• Task description: Summarize the discussion of curation rewards and auto-voting below in three sentences.

• Selected passage:
------

The 5 minute rule is not the culprit in encouraging auto voting.

I disagree. Having a larger 'curation window' the probability would be much higher that a manual curator noticed a post before the time of maximal curation reward had been reached. This alone would be an advantage compared to a very small curation window. Furthermore, as already mentioned, it's nearly not possible to find, read and evaluate a post within the first five minutes after its appearance.

The mechanic where early voters earn a percentage of subsequent voters curation rewards is the root of auto votes.

Here I agree. And that's why I suggest that curation rewards should be independent of the date of the upvotes and upvotes of other users.

I really wonder how easy it would be to implement a curation window depending on word size of post, this would of course not work well for videos and those 5 page footers with donation addresses some people like to make but yeah. Or give authors the option to set the window before posting.

But why a window at all?

I often notice great posts a day or even later after they have been published, but it's me who takes the time to read, evaluate, comment them and then decide if/how strong I upvoted them (that's real curation work), whereas many other upvoters don't even know that they have upvoted the post, but nevertheless get more curation rewards only because their auto-upvote programs noticed the post faster than my slow human eye. :)

You may also read what I wrote concerning my insect community.

For now I adopted the following method: when I see a great post with many auto-votes, especially by bots like for example @upmewhale or @appreciator (yes, sometimes they accidentally also upvote great stuff), I place a comment in which I ask the author to write a comment. Then I upvote this comment to support the author without increaasing the curation rewards of the curation maximizers (/vote sellers etc.).

without a window the maximizers would have it even easier by voting on popular authors at the same block/ 0-3 seconds. and yes, they some times vote up posts if they have very little rewards (close to 0) as that's what gets them a nice ROI, so best would be if you could downvote their main posts a bit and then upvote a comment, but of course you're going to need considerable stake for that to be worth it as it's not easy to get past the curve tax

without a window the maximizers would have it even easier by voting on popular authors at the same block/ 0-3 seconds.

------

• Entries provided:
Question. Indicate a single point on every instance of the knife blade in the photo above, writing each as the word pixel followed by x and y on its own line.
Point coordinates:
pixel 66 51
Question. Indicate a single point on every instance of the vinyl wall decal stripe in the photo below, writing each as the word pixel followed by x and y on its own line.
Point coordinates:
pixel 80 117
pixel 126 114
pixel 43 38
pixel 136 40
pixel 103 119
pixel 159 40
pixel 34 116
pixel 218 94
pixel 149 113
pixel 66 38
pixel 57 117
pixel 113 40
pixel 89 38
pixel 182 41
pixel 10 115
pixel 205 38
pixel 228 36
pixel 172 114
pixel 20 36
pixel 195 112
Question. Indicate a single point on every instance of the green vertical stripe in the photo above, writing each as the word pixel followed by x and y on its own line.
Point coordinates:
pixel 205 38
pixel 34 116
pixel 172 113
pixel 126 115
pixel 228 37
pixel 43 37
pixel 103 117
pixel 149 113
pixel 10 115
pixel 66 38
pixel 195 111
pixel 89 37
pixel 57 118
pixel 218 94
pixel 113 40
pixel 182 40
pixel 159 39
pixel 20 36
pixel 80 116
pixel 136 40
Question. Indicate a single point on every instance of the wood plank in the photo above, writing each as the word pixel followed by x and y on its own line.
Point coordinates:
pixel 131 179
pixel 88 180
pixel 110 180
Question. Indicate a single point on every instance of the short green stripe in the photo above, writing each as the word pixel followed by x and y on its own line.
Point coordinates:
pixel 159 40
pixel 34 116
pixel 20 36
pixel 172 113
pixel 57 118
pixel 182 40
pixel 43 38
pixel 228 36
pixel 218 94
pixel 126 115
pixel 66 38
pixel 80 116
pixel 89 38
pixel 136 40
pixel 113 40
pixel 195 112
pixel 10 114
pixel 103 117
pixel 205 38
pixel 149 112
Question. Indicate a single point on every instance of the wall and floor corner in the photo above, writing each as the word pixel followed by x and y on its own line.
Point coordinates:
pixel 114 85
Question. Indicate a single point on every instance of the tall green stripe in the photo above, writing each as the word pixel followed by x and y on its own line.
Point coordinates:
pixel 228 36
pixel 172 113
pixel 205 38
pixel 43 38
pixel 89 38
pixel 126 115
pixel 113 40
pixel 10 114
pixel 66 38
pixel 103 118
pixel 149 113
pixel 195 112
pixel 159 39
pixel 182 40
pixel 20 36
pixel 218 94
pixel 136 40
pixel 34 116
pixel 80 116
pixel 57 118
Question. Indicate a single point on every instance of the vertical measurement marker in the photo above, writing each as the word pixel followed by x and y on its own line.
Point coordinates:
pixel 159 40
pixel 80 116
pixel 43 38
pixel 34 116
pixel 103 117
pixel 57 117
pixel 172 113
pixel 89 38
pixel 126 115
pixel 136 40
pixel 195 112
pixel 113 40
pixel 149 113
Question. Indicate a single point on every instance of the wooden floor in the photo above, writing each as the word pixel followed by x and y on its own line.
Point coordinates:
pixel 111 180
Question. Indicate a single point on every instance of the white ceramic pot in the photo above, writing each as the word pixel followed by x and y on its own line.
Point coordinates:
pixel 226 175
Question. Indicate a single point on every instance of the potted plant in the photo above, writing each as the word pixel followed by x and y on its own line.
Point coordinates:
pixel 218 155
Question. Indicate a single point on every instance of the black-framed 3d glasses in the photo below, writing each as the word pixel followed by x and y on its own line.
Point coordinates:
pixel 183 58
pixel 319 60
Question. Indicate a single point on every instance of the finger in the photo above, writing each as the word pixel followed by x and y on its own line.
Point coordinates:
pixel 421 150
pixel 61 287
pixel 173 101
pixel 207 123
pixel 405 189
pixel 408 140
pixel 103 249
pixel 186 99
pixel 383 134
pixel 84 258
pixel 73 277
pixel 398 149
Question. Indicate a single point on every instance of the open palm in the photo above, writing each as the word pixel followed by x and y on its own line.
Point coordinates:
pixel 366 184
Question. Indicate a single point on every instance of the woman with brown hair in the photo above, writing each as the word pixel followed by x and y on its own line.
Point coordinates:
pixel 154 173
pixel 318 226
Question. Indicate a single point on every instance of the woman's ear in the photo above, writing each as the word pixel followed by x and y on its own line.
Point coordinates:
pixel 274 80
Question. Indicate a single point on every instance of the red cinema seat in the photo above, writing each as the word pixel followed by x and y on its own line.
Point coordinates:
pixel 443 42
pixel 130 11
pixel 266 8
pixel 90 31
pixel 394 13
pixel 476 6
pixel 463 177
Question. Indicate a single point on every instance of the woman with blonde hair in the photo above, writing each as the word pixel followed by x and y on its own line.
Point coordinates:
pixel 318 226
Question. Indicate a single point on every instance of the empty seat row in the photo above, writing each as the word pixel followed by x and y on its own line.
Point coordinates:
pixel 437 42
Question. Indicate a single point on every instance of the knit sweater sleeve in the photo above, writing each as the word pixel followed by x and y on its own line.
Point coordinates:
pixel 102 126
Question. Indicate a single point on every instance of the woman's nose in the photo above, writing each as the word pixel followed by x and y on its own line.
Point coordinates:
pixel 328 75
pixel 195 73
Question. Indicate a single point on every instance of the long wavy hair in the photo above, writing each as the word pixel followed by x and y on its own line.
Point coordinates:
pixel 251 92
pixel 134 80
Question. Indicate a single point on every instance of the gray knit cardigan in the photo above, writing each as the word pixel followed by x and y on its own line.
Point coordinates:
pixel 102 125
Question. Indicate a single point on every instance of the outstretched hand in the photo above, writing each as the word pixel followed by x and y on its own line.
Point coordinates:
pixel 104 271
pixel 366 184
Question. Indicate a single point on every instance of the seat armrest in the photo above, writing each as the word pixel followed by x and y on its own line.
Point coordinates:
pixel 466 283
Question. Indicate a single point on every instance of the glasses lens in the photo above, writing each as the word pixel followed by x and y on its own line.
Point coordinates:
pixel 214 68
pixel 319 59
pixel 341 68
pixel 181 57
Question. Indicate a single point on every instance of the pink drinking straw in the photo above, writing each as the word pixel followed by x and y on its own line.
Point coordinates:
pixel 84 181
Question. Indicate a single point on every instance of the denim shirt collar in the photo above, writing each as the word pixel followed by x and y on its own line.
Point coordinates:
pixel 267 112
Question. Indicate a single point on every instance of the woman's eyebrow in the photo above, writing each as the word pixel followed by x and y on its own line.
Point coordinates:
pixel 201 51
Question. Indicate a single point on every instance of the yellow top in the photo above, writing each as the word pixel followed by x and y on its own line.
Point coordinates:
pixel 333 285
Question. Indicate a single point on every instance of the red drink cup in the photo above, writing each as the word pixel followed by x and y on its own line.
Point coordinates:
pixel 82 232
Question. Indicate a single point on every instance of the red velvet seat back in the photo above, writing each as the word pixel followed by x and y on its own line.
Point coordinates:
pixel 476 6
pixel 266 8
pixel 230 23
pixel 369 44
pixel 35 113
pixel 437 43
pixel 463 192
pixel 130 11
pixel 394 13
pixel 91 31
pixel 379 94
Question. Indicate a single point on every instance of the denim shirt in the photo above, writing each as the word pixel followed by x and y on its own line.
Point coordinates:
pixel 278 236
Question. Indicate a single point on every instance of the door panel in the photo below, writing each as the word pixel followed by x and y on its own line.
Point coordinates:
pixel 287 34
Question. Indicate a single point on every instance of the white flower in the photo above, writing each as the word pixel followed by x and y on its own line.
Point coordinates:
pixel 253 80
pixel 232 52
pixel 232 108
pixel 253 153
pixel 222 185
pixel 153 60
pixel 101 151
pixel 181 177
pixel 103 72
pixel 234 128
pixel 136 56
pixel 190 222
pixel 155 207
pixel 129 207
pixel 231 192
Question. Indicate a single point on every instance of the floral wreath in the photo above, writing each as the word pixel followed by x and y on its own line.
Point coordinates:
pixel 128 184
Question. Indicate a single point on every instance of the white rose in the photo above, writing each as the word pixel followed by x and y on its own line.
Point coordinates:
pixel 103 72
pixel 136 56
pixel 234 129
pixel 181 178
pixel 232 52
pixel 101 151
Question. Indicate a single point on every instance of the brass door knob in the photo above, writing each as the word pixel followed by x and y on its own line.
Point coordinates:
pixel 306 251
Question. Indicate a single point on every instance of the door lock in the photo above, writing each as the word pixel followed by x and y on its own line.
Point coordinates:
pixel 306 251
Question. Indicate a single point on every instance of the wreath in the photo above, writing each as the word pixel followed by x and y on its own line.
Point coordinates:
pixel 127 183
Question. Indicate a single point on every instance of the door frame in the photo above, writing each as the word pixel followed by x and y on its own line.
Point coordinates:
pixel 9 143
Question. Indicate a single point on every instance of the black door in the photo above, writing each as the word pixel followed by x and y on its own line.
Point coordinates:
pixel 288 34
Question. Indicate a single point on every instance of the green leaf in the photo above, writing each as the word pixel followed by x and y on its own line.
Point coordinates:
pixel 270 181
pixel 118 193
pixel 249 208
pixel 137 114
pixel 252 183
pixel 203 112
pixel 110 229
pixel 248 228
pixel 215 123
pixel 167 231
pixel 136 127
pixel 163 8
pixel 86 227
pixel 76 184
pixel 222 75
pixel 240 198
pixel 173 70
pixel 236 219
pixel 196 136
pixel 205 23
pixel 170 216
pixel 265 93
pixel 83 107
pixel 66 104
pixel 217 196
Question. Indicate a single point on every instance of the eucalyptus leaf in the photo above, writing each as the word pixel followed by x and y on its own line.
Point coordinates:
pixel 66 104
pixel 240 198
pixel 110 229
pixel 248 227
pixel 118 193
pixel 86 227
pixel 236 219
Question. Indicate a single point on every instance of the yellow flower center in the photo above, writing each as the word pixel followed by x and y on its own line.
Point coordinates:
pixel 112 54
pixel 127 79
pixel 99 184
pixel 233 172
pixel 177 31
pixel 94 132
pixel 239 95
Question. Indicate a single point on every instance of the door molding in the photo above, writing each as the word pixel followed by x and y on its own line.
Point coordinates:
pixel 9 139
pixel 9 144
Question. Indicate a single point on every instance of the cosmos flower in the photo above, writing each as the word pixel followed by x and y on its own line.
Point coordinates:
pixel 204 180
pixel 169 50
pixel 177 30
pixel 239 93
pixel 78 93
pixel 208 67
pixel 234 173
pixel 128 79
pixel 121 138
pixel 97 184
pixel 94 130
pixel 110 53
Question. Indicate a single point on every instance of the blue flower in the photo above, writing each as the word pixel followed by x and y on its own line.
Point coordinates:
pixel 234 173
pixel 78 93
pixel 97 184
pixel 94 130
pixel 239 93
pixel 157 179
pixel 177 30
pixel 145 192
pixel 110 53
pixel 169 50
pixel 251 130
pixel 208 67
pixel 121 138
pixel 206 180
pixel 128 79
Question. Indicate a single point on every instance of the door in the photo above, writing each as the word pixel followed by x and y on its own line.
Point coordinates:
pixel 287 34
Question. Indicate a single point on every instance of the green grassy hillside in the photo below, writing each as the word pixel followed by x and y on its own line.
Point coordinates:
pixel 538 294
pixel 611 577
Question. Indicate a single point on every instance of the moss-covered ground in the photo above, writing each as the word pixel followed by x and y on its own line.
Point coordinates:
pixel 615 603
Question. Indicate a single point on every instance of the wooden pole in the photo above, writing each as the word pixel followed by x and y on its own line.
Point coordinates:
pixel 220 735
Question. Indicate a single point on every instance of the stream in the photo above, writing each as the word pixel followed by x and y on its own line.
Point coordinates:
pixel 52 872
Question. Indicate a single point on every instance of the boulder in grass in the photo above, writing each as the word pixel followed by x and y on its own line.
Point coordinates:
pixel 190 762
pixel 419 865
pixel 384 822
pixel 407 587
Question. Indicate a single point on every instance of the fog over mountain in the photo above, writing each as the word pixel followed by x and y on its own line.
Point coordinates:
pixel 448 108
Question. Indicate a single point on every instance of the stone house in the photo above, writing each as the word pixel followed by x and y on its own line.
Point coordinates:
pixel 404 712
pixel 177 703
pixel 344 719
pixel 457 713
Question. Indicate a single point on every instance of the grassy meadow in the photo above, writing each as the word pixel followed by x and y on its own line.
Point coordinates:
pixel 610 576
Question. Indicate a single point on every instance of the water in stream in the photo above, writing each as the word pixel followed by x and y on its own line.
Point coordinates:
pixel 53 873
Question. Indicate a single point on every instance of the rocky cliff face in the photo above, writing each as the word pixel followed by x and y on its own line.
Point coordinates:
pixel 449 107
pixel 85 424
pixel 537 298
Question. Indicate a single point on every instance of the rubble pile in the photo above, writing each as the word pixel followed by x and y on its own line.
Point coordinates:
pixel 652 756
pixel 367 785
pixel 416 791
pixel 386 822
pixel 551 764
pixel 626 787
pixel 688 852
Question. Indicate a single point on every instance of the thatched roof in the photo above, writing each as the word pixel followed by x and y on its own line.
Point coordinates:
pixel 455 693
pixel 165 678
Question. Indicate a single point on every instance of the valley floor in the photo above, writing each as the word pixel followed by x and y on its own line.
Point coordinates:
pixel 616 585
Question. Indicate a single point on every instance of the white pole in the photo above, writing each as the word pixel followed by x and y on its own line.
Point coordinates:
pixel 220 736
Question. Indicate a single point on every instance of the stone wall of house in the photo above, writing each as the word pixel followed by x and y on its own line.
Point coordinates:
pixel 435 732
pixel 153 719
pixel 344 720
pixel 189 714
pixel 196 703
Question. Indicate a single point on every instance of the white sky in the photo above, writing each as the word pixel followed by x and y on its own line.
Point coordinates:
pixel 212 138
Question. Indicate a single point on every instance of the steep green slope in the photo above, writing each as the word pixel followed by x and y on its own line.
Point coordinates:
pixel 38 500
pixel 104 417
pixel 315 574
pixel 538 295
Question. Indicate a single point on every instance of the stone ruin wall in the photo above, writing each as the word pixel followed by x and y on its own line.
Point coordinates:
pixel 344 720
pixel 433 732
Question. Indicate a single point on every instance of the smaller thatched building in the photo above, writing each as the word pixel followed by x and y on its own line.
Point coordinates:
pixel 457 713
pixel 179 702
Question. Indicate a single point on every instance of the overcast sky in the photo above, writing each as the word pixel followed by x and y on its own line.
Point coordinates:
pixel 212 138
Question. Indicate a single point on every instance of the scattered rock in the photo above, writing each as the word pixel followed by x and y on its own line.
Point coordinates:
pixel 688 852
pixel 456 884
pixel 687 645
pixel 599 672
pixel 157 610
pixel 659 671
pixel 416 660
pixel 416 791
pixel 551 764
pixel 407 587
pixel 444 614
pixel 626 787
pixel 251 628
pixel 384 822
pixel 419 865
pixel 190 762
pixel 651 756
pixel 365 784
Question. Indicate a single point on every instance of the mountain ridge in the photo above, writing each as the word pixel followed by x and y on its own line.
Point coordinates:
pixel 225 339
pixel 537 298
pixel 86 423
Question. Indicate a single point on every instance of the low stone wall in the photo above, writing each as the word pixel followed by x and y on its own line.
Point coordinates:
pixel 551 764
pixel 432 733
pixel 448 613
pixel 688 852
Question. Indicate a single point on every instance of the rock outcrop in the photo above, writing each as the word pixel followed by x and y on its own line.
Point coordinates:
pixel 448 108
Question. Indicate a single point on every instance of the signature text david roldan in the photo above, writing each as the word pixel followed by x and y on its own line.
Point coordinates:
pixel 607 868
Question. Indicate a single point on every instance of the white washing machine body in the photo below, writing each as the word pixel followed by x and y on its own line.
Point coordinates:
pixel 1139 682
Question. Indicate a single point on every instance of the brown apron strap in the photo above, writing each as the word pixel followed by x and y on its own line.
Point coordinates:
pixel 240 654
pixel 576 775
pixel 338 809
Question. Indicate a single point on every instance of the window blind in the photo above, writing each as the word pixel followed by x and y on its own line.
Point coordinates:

------

• Task output: One participant argues that a larger curation window would make it more likely that manual curators notice a post in time. The same participant agrees that early voters earning part of later voters' curation rewards is the root of auto-votes, and suggests that curation rewards should not depend on when upvotes are made or on other users' upvotes. A reply counters that without a window, reward maximizers would have it even easier by voting on popular authors within the same block, and suggests downvoting their main posts and upvoting a comment, which would require considerable stake.